YOUR TASK: Arrange the records from their first line through the line containing "M80 210L79 208L78", inclusive, as a Markdown table with the columns Row and Content. Omit blank lines and any pictures.

INFORMATION PROVIDED:

======

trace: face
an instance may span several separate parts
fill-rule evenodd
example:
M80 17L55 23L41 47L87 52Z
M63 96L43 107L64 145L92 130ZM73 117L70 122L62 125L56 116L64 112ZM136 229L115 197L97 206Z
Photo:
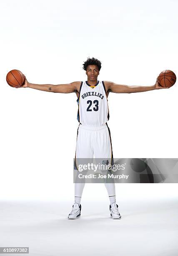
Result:
M88 81L97 81L99 74L98 68L96 65L89 65L87 67L86 74Z

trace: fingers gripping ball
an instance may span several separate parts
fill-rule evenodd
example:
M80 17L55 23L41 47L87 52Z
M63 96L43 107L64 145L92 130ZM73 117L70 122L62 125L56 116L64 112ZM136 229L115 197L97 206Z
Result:
M176 81L176 75L171 70L164 70L159 75L158 82L162 87L171 87Z
M24 82L24 75L20 70L13 69L6 76L6 81L11 87L20 87Z

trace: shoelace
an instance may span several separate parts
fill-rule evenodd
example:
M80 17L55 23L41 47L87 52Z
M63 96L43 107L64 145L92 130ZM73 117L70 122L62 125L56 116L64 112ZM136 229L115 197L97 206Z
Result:
M118 210L118 208L116 206L114 205L113 207L111 207L111 209L114 213L120 214L119 210Z
M80 210L79 208L78 208L77 209L76 208L73 208L70 214L72 214L73 213L76 213L77 212L76 211L78 211L78 210Z

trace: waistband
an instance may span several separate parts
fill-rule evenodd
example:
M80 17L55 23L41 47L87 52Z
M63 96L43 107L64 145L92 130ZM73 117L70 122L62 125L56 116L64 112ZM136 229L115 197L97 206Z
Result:
M98 131L99 130L102 130L104 129L107 126L106 124L100 126L97 126L96 127L92 127L92 126L88 126L88 125L83 125L80 123L79 125L79 128L80 129L84 129L85 130L90 130L90 131Z

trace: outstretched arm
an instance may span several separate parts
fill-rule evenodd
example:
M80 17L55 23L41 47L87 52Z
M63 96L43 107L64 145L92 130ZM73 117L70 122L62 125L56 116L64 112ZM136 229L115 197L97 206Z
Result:
M131 93L132 92L147 92L160 89L167 89L161 86L158 81L157 77L155 84L150 86L139 86L136 85L129 86L124 84L118 84L110 82L105 82L109 92L116 93Z
M33 89L51 92L60 92L61 93L70 93L75 92L78 90L78 86L80 84L80 82L73 82L70 84L37 84L29 83L25 77L25 82L20 87L32 88Z

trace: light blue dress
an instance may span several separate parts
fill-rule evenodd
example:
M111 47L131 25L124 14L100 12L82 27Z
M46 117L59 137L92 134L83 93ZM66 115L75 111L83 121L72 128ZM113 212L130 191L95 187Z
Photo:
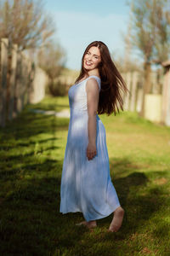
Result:
M63 162L60 209L62 213L82 212L86 221L105 218L120 207L110 176L105 129L96 114L97 155L88 160L86 83L94 78L100 90L100 79L90 76L69 90L71 118Z

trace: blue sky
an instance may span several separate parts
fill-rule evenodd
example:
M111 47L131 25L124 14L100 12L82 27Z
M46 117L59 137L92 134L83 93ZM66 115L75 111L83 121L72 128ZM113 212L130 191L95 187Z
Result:
M123 55L127 0L48 0L44 7L56 26L55 40L66 51L69 68L80 68L85 48L94 40L103 41L111 53Z

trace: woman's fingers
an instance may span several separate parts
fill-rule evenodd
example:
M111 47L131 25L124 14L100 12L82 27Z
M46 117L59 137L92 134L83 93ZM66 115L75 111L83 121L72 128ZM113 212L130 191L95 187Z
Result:
M92 160L97 154L96 151L88 151L87 156L88 160Z

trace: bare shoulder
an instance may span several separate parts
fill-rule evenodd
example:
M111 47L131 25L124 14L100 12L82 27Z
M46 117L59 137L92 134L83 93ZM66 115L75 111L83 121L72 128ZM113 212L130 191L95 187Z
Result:
M90 78L86 83L86 91L94 91L94 93L99 92L98 82L95 79Z

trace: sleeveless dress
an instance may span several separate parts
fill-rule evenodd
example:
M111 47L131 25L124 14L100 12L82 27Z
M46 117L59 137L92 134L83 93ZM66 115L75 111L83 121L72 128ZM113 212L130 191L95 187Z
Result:
M105 129L96 114L97 154L88 160L86 83L94 78L100 90L100 79L90 76L72 85L68 91L71 118L63 161L60 207L62 213L81 212L86 221L109 216L119 200L110 176Z

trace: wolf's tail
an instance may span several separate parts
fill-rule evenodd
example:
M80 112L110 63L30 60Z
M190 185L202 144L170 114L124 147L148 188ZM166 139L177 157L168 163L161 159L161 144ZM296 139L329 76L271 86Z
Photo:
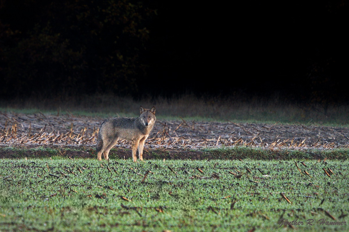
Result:
M101 133L101 130L98 132L97 136L97 145L96 147L96 151L97 153L101 151L103 146L103 139L102 139L102 136Z

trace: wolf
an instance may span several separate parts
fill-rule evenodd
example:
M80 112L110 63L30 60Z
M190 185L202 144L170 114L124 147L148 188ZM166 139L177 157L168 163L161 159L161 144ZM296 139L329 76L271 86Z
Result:
M138 118L114 118L103 121L99 127L97 137L96 150L97 159L102 160L102 153L104 159L108 160L109 151L116 144L119 139L131 141L133 161L137 161L136 153L138 149L139 159L143 160L144 142L149 136L156 117L155 109L145 109L141 105L141 115Z

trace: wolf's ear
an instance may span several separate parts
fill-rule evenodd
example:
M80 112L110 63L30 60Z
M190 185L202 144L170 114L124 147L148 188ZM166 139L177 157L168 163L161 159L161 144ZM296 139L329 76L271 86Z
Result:
M153 106L151 107L151 109L150 109L150 112L155 115L155 106Z
M142 114L142 113L146 111L146 110L144 109L144 108L143 108L143 107L141 105L141 107L139 107L139 110L140 111L141 111L141 114Z

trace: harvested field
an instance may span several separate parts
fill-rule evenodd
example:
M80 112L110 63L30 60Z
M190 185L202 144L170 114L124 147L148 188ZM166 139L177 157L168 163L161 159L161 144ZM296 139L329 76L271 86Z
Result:
M0 146L83 146L90 148L90 155L94 152L98 127L104 119L68 114L53 115L2 113ZM184 147L195 150L223 145L271 149L347 148L348 138L348 128L299 123L185 121L181 119L168 121L160 118L147 139L146 148L165 147L179 152ZM128 141L119 141L116 147L120 149L122 154L119 157L129 155L128 151L122 152L123 149L129 148ZM5 153L1 153L0 157L4 157Z

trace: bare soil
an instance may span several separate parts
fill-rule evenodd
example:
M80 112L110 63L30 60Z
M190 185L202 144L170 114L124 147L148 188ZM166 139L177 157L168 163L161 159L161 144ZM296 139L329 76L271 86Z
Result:
M93 157L98 127L105 119L69 114L0 113L0 147L21 148L22 151L26 149L28 152L24 152L24 155L35 157L50 155L49 151L38 150L40 147L59 149L62 155ZM347 148L348 138L347 128L181 119L169 121L160 118L146 142L144 157L156 156L161 150L163 153L168 152L169 158L199 159L202 154L198 148L222 145L271 149ZM128 141L120 141L111 154L129 157L130 147ZM33 151L33 148L36 150ZM2 149L0 152L0 158L18 155L15 150Z

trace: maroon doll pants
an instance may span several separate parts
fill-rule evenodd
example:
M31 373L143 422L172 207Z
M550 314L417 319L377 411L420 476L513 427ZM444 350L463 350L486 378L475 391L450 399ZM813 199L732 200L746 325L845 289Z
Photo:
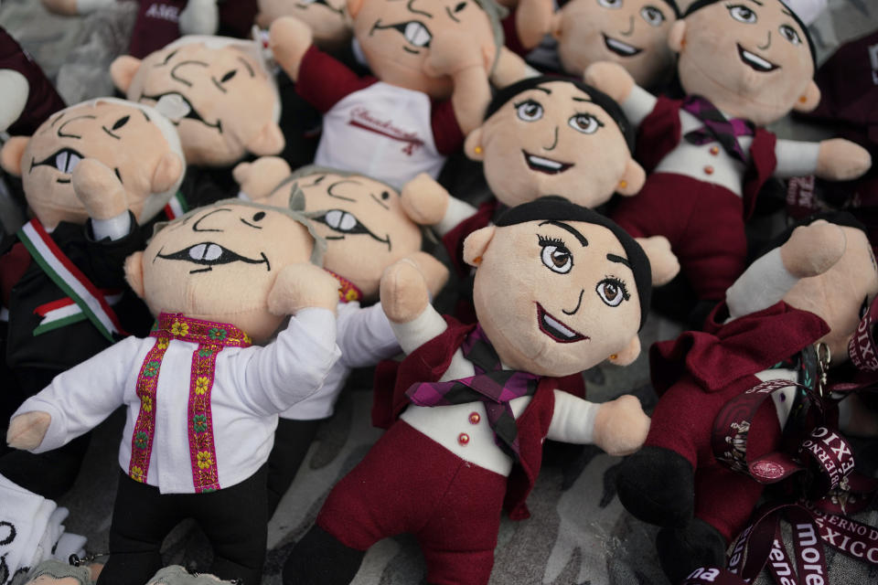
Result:
M366 550L411 533L435 585L487 583L507 478L398 420L330 492L317 525Z

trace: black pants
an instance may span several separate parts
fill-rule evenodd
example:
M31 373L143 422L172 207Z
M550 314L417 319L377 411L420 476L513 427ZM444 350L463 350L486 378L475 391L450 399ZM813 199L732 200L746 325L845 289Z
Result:
M110 559L99 585L143 585L162 568L162 540L181 520L194 518L213 547L209 571L259 585L268 540L266 466L241 484L208 494L159 494L123 472L119 479Z

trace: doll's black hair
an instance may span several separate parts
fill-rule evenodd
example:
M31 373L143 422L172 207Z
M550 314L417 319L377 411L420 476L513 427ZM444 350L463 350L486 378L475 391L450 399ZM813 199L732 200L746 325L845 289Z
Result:
M625 137L625 142L628 145L628 151L631 153L634 152L634 128L628 122L628 118L625 115L625 112L622 112L622 108L619 107L619 104L616 103L613 98L606 95L597 88L593 88L587 83L579 81L578 80L572 80L570 78L558 77L554 75L541 75L540 77L527 78L521 80L520 81L516 81L512 85L508 85L494 94L494 98L491 100L491 102L487 104L487 110L485 112L485 120L487 120L494 115L498 110L502 108L508 101L511 101L519 93L527 91L528 90L531 90L543 83L552 83L558 81L574 85L578 89L587 93L592 99L592 101L596 103L601 110L605 112L611 118L613 118L613 121L616 122L616 124L622 132L622 135Z
M528 221L582 221L606 228L622 244L627 265L634 272L634 282L637 287L637 298L640 301L640 325L643 328L649 313L649 299L652 295L652 268L649 259L634 238L628 235L615 221L602 216L593 209L584 207L557 195L539 197L529 203L510 207L504 211L494 222L498 228L514 226Z
M690 5L689 8L686 9L683 18L692 14L696 10L701 10L705 6L709 6L723 1L723 0L695 0L695 2ZM787 11L792 16L793 20L795 20L798 25L798 27L802 29L802 34L805 35L805 39L808 41L808 48L811 52L811 63L814 65L814 69L817 70L817 48L814 47L814 39L811 38L811 34L808 32L808 27L806 27L805 23L802 22L802 19L798 17L798 15L796 14L796 11L787 5L787 3L783 2L783 0L776 1L787 8Z

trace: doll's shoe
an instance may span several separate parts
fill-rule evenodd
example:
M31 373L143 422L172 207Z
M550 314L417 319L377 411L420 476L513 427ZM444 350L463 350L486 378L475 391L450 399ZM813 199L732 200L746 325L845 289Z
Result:
M619 465L616 489L622 505L660 526L687 526L694 514L692 466L661 447L644 447Z
M684 528L662 528L656 537L658 561L671 583L699 567L724 567L725 548L723 535L700 518Z

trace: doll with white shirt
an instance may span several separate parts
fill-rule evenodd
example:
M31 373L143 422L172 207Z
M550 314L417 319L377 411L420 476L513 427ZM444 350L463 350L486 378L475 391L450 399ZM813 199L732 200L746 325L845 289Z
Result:
M849 341L878 295L864 229L848 214L827 218L834 223L819 219L787 232L747 268L703 332L683 333L650 352L660 398L646 443L623 462L617 487L628 511L662 526L656 544L671 582L698 567L725 566L728 544L776 470L770 463L751 467L765 470L757 481L747 463L813 424L808 395L796 386L778 388L737 436L727 435L720 452L716 425L724 413L749 408L727 405L766 380L814 388L827 356L830 372L848 362ZM850 414L847 422L859 422L862 413Z
M557 378L605 359L627 364L650 293L640 247L599 214L561 197L509 209L466 240L477 324L443 318L417 267L381 278L381 303L408 356L376 388L388 431L336 485L293 549L284 583L348 583L366 550L418 538L427 581L487 583L500 514L529 516L546 438L637 450L649 426L637 399L594 404Z
M301 215L238 199L164 225L125 261L157 320L149 335L59 374L14 414L9 445L43 452L125 408L99 583L145 582L186 517L213 546L210 572L260 582L277 414L318 392L340 353L324 250Z
M612 63L590 66L585 79L639 127L636 158L650 173L611 217L634 236L666 236L698 298L715 303L745 268L744 225L766 179L846 180L871 159L846 140L796 142L765 130L792 110L813 110L820 97L808 30L780 0L698 0L669 44L679 54L682 101L653 97Z
M327 240L324 269L338 281L337 338L341 357L324 389L281 413L269 459L269 515L289 488L319 423L330 417L355 367L368 367L400 353L400 345L378 299L384 269L409 259L425 275L431 298L448 269L421 250L421 226L408 215L392 186L338 169L305 166L291 173L277 157L235 168L241 192L259 203L303 210ZM359 413L368 416L367 413Z

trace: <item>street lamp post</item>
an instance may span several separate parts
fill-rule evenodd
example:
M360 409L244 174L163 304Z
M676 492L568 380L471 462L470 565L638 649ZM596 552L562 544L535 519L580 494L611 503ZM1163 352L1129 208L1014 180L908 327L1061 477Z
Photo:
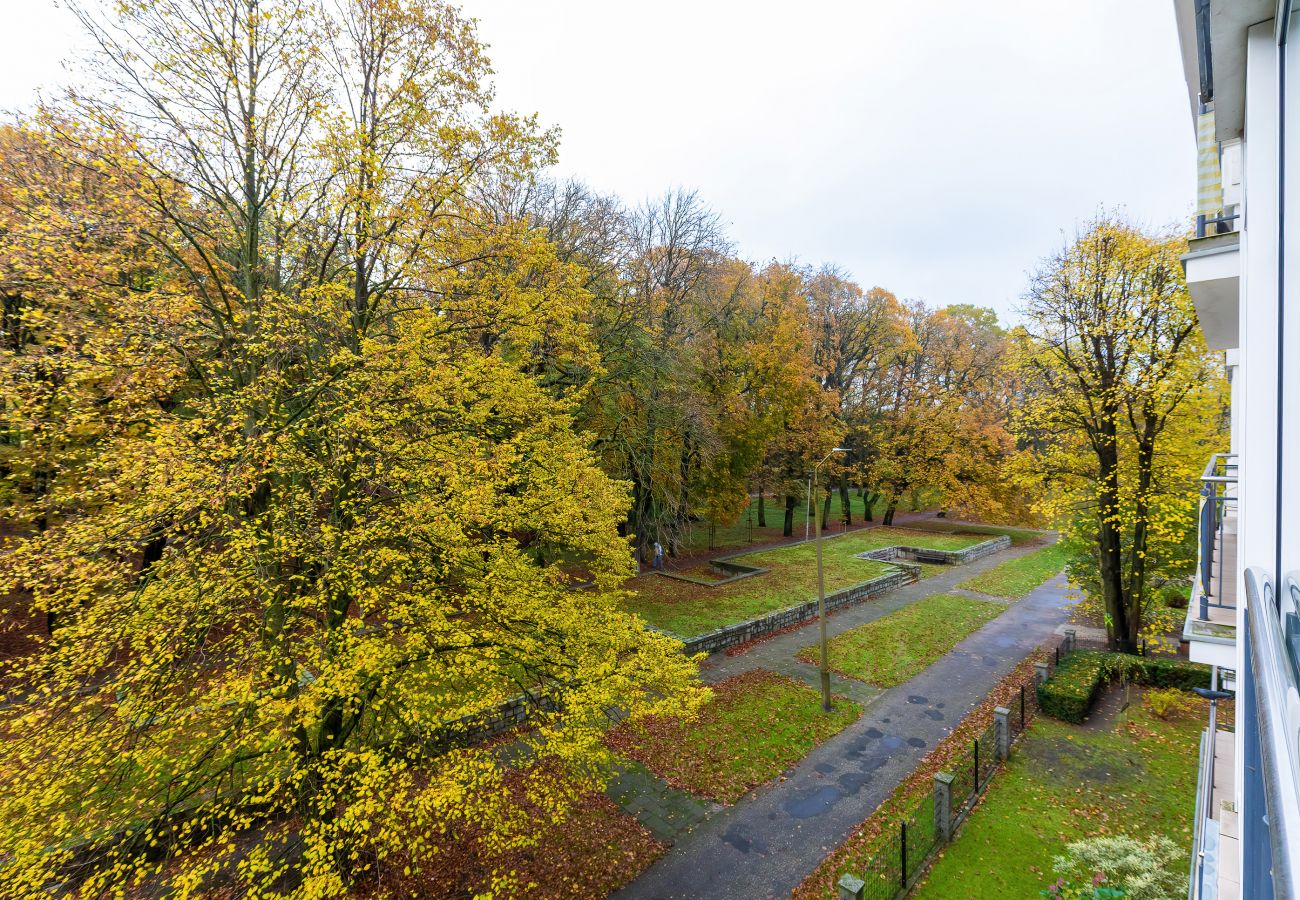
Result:
M822 468L822 463L833 457L837 453L849 453L848 447L835 447L831 453L822 457L820 462L812 467L812 497L816 497L816 489L819 486L818 470ZM811 499L811 498L810 498ZM815 502L815 501L814 501ZM812 511L812 518L816 520L816 618L819 627L822 629L822 709L827 713L831 711L831 662L827 654L826 645L826 575L822 571L822 505L815 503L815 510Z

======

SOLUTION BELOW:
| Row | Content |
|---|---|
| 1 | trace: face |
| 2 | an instance may span several separate parts |
| 3 | fill-rule evenodd |
| 4 | example: |
| 5 | M80 17L55 23L41 47L87 52Z |
| 6 | M63 96L43 107L64 145L92 130ZM73 117L70 122L62 125L56 116L64 112ZM136 229L115 197L97 206Z |
| 7 | Photo: |
| 8 | Result: |
| 9 | M88 81L97 81L99 74L98 68L96 65L89 65L87 67L86 74Z |
| 10 | trace: fingers gripping ball |
| 11 | an instance may span several separate parts |
| 12 | fill-rule evenodd |
| 13 | example: |
| 14 | M80 17L55 23L41 47L87 52Z |
| 15 | M63 96L43 107L64 145L92 130ZM73 117L70 122L62 125L56 116L64 112ZM136 229L115 197L97 206Z |
| 16 | Result: |
| 17 | M176 81L176 75L171 70L164 70L159 75L158 82L162 87L171 87Z |
| 18 | M24 82L24 75L20 70L13 69L6 76L6 81L11 87L20 87Z |
| 19 | trace: shoelace |
| 20 | an instance may span several separate parts |
| 21 | fill-rule evenodd |
| 22 | example: |
| 23 | M80 17L55 23L41 47L87 52Z |
| 24 | M63 96L43 107L64 145L92 130ZM73 117L70 122L62 125L56 116L64 112ZM136 229L115 197L97 206Z |
| 25 | Result: |
| 26 | M118 210L118 208L116 206L114 205L113 207L111 207L111 209L114 213L120 214L119 210Z |
| 27 | M80 210L79 208L78 208L77 209L76 208L73 208L70 214L72 214L73 213L76 213L77 212L76 211L78 211L78 210Z |